■ **Requirement**: Each entry should be copied as it stands, leaving the pictures behind.

[Image point grounding data]
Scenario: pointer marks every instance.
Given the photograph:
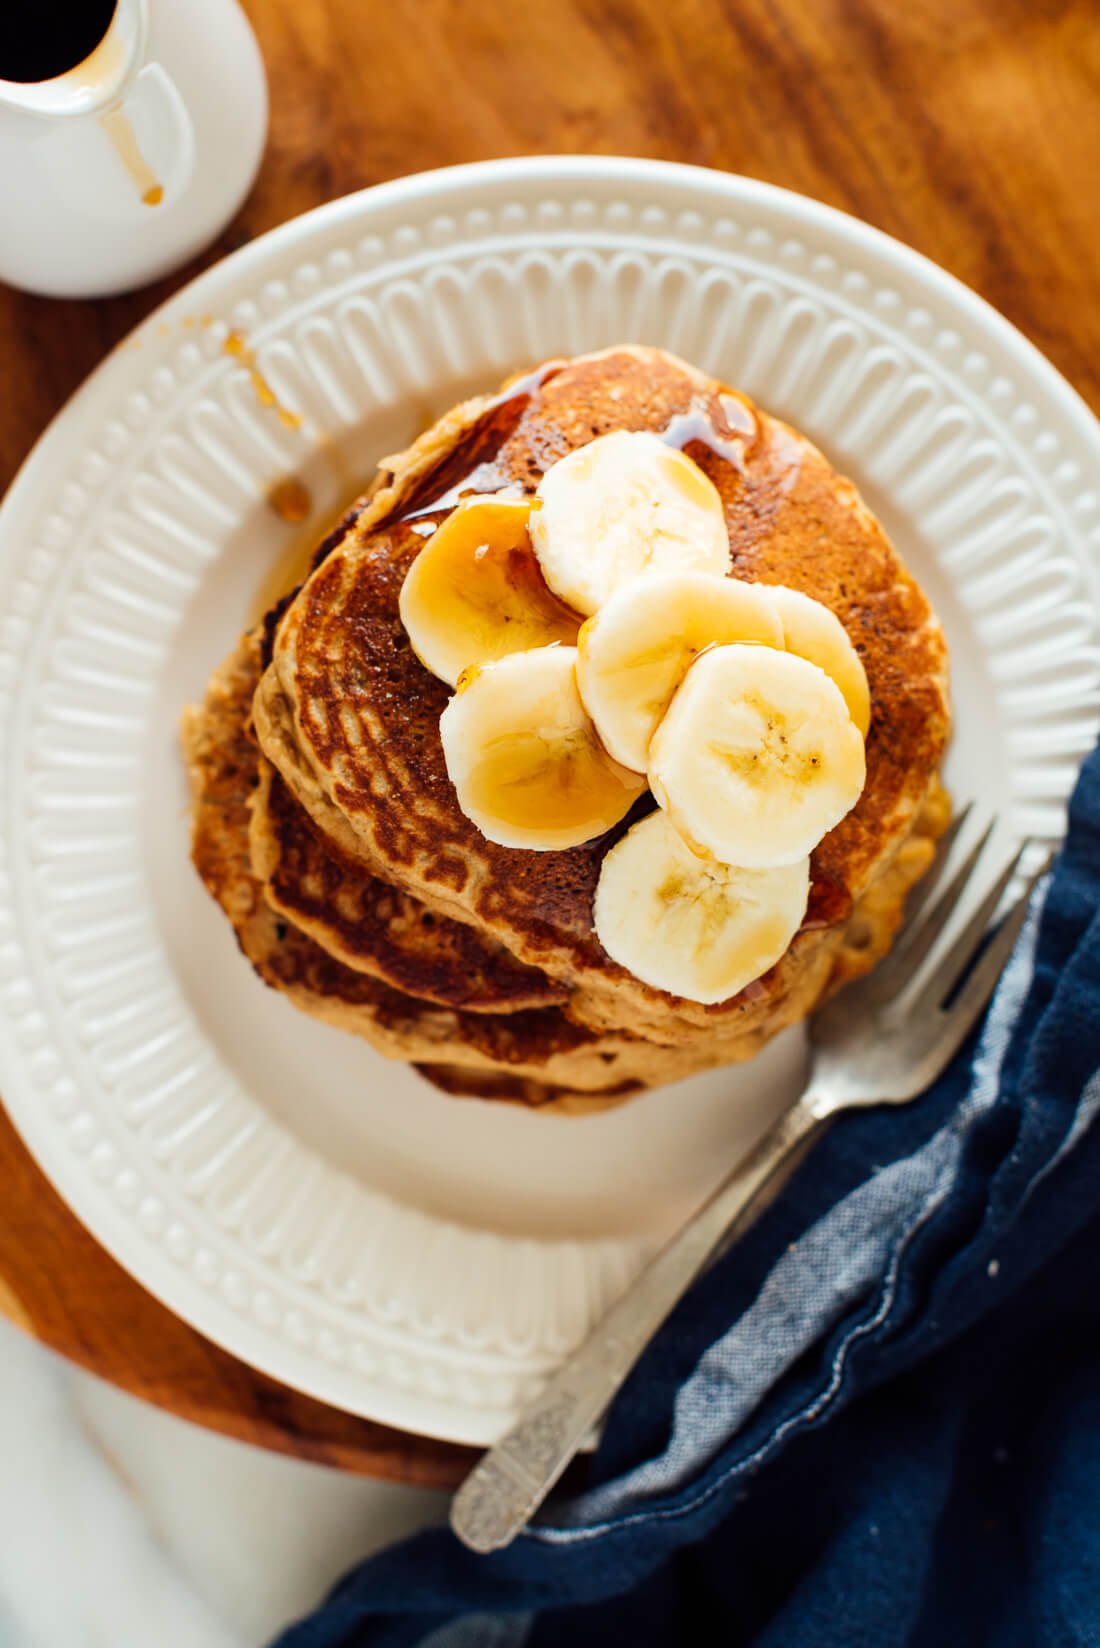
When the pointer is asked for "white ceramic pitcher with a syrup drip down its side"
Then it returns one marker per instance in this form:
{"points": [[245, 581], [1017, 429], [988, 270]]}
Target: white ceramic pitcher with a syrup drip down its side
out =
{"points": [[126, 166]]}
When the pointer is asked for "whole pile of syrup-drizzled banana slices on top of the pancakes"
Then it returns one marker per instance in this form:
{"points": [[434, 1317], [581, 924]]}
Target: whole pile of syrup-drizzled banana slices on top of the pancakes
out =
{"points": [[743, 706]]}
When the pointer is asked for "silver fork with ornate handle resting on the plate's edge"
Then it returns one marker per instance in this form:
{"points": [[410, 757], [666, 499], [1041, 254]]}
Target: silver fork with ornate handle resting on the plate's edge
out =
{"points": [[878, 1042]]}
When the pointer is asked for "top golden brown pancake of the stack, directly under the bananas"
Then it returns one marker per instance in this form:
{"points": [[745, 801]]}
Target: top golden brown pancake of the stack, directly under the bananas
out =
{"points": [[350, 718]]}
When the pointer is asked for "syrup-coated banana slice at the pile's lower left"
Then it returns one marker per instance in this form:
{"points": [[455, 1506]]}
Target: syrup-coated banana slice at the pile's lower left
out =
{"points": [[524, 754]]}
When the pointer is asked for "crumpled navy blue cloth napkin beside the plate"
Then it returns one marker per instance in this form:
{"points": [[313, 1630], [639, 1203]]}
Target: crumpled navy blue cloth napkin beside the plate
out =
{"points": [[877, 1421]]}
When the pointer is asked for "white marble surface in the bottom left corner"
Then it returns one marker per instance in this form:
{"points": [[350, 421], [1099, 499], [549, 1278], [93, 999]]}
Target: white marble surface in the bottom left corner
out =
{"points": [[125, 1527]]}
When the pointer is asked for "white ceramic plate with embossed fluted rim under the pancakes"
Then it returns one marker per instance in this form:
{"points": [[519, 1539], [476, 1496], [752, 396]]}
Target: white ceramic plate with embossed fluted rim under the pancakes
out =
{"points": [[319, 1212]]}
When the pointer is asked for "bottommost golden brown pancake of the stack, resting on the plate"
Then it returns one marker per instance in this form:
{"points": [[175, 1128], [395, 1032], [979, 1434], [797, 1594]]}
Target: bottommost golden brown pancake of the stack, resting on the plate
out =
{"points": [[494, 1064]]}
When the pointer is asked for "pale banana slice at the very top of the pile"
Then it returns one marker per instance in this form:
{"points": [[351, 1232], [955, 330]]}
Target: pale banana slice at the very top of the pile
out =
{"points": [[623, 507]]}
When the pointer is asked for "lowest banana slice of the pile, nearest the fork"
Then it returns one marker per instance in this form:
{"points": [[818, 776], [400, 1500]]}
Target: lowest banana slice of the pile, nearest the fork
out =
{"points": [[689, 925]]}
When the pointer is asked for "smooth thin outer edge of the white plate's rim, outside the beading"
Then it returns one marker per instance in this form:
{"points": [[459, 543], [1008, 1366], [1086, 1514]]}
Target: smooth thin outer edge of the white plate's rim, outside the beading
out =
{"points": [[111, 1225]]}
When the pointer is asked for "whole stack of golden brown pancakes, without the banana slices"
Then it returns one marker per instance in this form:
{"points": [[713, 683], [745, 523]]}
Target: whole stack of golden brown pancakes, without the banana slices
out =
{"points": [[329, 831]]}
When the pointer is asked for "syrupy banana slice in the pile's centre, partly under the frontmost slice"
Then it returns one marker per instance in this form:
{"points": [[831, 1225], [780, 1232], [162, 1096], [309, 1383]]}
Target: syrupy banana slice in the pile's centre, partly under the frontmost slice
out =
{"points": [[636, 652]]}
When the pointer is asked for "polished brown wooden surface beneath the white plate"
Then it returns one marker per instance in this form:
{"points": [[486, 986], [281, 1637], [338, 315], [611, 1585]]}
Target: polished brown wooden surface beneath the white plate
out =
{"points": [[969, 129]]}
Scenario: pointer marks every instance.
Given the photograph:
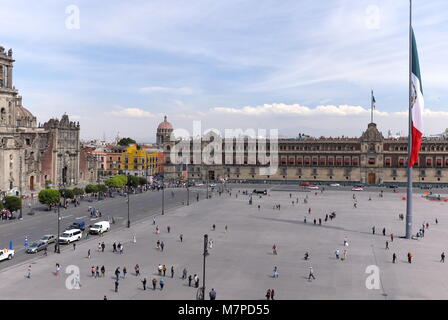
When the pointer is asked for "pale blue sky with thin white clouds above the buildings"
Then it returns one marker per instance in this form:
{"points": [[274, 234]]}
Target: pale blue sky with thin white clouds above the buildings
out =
{"points": [[295, 65]]}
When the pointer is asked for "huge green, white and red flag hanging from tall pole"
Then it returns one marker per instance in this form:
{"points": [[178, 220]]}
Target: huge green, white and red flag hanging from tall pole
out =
{"points": [[417, 104]]}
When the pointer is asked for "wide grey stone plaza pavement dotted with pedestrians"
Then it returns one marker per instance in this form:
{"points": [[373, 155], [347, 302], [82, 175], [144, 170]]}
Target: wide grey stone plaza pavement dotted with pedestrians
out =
{"points": [[240, 263]]}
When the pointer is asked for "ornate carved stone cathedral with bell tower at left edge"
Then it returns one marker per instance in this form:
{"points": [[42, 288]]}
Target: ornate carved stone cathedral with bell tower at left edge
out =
{"points": [[31, 154]]}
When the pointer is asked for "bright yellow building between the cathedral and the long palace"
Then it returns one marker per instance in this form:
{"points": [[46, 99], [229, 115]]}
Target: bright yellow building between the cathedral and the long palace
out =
{"points": [[140, 161]]}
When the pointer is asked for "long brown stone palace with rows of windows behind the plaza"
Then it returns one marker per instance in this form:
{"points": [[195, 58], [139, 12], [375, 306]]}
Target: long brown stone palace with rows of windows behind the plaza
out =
{"points": [[369, 159]]}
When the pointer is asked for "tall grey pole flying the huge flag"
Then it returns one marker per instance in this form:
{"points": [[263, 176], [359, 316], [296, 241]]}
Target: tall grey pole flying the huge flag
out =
{"points": [[409, 168]]}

■ **The completed task**:
Scenario: pointer marks every instance.
Given the photograph:
When the pointer is asked for "white ceramic pitcher with a syrup drip down its side"
Then it returns one marker per instance in this form:
{"points": [[245, 581], [1017, 429], [988, 270]]}
Target: white ceramic pitcher with a syrup drip down its side
out =
{"points": [[126, 166]]}
When the pointer is asked for "whole pile of syrup-drizzled banana slices on top of the pancakes"
Then it returns one marker per instance in this form:
{"points": [[434, 1317], [581, 924]]}
Target: whole pile of syrup-drizzled banana slices on top of the pancakes
out =
{"points": [[743, 706]]}
When the pointer is asked for "silver fork with ornate handle resting on the plate's edge"
Then it returns one marker per instance in this form:
{"points": [[410, 757], [666, 499], [1041, 254]]}
Target: silver fork with ornate handle resting on the plate's edge
out =
{"points": [[878, 1042]]}
When the pointer is asked for "top golden brown pancake of the stack, directly under the bananas"
Then it returns one marker per instance in this form:
{"points": [[745, 801]]}
Target: top golden brown pancake of the stack, directly under the bananas
out =
{"points": [[350, 718]]}
When the pointer is asked for "syrup-coated banana slice at the pile's lower left"
Then it returns one marker per instance in this form:
{"points": [[455, 1506]]}
Target: syrup-coated banana slice at the pile's lower left
out =
{"points": [[524, 754]]}
When the pointer is asked for "crumpled navy blue cloth napkin beside the plate"
Then it returns one marker per instance in this form:
{"points": [[313, 1630], [639, 1203]]}
Target: crumpled navy blue cloth napkin beside the plate
out =
{"points": [[877, 1421]]}
When the pointer is asked for "white marble surface in the bottom left corner"
Then it returns one marker per instance in this form:
{"points": [[350, 421], [1099, 499], [549, 1278], [93, 999]]}
Target: white marble surface in the bottom left corner
out =
{"points": [[125, 1527]]}
When the pointer is asked for "white ceramic plate with embossed fluted rim under the pancakes"
Then it returns one marker per instance in this form:
{"points": [[519, 1539], [476, 1496], [752, 396]]}
Target: white ceramic plate with embossed fluted rim under the pancakes
out =
{"points": [[319, 1212]]}
When the pointer is asked for "bottommost golden brown pancake of the stack, resting on the plate"
Then it returns one marker per instance in this form:
{"points": [[175, 1128], [395, 1032], [979, 1434], [797, 1594]]}
Target: bottommost golden brown pancake of the stack, resting on the plate
out =
{"points": [[494, 1064]]}
When the pointer is asked for "pale banana slice at the very top of the pile"
Then it returns one marker per instance in this form:
{"points": [[351, 1232], [955, 330]]}
Target: pale banana slice at the very top of the pile
out =
{"points": [[623, 507]]}
When the pointer is asked for "lowest banana slice of the pile, nearest the fork"
Then it returns one marker per instance in this form:
{"points": [[818, 776], [400, 1500]]}
Target: lowest banana slice of the pile, nearest the fork
out =
{"points": [[689, 925]]}
When the pointer is asked for "smooth thin outer edge of the white plate's rim, outside the beading"
Then it returns one marker per instance in this form:
{"points": [[459, 543], [1008, 1366], [1086, 1514]]}
Target: smooth thin outer edge of the white plate's rim, outside the beading
out =
{"points": [[111, 1225]]}
When the pointer is asked for "whole stack of golden brown pancakes, without the banana slices"
Then it returns one marker per instance in this form:
{"points": [[713, 683], [745, 523]]}
Target: whole stack of golden brown pancakes, without the banana slices
out =
{"points": [[329, 831]]}
When the pointer is asked for "syrupy banana slice in the pile's centre, partly under the frontmost slice"
Then it returns one marker per instance in this form:
{"points": [[831, 1225], [780, 1232], [162, 1096], [309, 1383]]}
Target: syrupy banana slice in the pile's centre, partly under the frontmost slice
out =
{"points": [[636, 652]]}
When the pointer is asked for "polished brown wooden surface beneath the white plate"
Then it returns one marker per instance in this form:
{"points": [[486, 986], [281, 1637], [338, 315], [611, 1585]]}
Target: polished brown wooden surface beneath the white plate
out =
{"points": [[969, 129]]}
Scenario: pointer marks every instance.
Given the photograph:
When the pointer is asked for "pale blue sky with thin white clouds above the buildings"
Then it returns one marker per instance in this form:
{"points": [[274, 234]]}
Target: pale blue sky with thin white clouds above the buildings
out =
{"points": [[295, 65]]}
When the pointer is asked for "huge green, white and red flag hanging from tall pole"
Then it returns one marker per instance in this form:
{"points": [[178, 220]]}
Target: huge green, white and red flag hanging from tall pole
out =
{"points": [[417, 104]]}
When the pointer is asked for "wide grey stone plaza pavement dotted with pedestrians"
Then it returns one marker per instance in this form:
{"points": [[373, 155], [347, 302], [82, 175], [144, 170]]}
Target: wide grey stone plaza pavement dotted with pedestrians
out =
{"points": [[240, 263]]}
When the pointer is asked for "ornate carved stone cathedral with bell tower at left edge"
Then it returns one marker per instance in this form:
{"points": [[42, 288]]}
Target: ornate carved stone cathedral with bell tower at left edge
out =
{"points": [[31, 154]]}
When the pointer is asked for "bright yellow building between the cathedral and the long palace"
Then it returns one marker per instance in this form:
{"points": [[46, 99], [229, 115]]}
Target: bright yellow building between the cathedral and the long palace
out =
{"points": [[140, 161]]}
When the pointer is asked for "long brown stone palace with rows of windows behind the plaza"
Then it returns one marker per instance in this form:
{"points": [[195, 58], [139, 12], [375, 306]]}
Target: long brown stone palace with rows of windows behind the plaza
out =
{"points": [[369, 159]]}
When the pointer is asked for "tall grey pole flying the huge flag"
Then it returns one marker per instance in this form:
{"points": [[263, 176], [359, 316], [296, 241]]}
Target: tall grey pole flying the huge flag
out =
{"points": [[409, 168]]}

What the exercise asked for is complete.